*Work to complete*
Substitute "face coverings" for "face masks" and give the passage about Blyth voters from "He told me he" to "her community’s prospects.".

*Extract provided*
++++++++++++++++++++

He told me he was “disgusted” that the PM’s chief advisor Dominic Cummings had come to Barnard Castle at the height of the crisis and he was also doubtful over the government’s changing advice on face masks. “We should have been wearing face masks from the start,” he said.
Voters also expect the prime minister to honour the manifesto promises of 2019 – regardless of the coronavirus crisis.
Brexit must be done by the end of the year and the investment into their communities must come.
Pauline and her 83-year-old mum Dot, who I got chatting to in the Tudor Cafe in Bylth, were very matter-of-fact about what lay ahead. “It’s going to be very hard for Blyth,” she said.
But Pauline, who was bringing her mum out to the cafe for the first time in five months, also spoke of the optimism she still felt about her community’s prospects.
“I really do live in hope. They are talking about bringing the railway back, we need to bring more shops into the town centre.
“I’m on my soapbox because I just feel so passionate about it,” she said. “It’s just forgotten. Forgotten. I hope it comes together and they do it because I think we could bring a lot of people into Blyth.
“We’ve given someone else a chance, let’s see what happens. You now, that’s all you can do. People wanted a change.”

++++++++++++++++++++

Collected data
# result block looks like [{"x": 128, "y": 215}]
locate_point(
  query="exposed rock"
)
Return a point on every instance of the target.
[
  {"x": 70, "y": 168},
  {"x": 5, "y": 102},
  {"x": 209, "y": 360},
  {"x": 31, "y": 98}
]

++++++++++++++++++++

*Result*
He told me he was “disgusted” that the PM’s chief advisor Dominic Cummings had come to Barnard Castle at the height of the crisis and he was also doubtful over the government’s changing advice on face coverings. “We should have been wearing face coverings from the start,” he said.
Voters also expect the prime minister to honour the manifesto promises of 2019 – regardless of the coronavirus crisis.
Brexit must be done by the end of the year and the investment into their communities must come.
Pauline and her 83-year-old mum Dot, who I got chatting to in the Tudor Cafe in Bylth, were very matter-of-fact about what lay ahead. “It’s going to be very hard for Blyth,” she said.
But Pauline, who was bringing her mum out to the cafe for the first time in five months, also spoke of the optimism she still felt about her community’s prospects.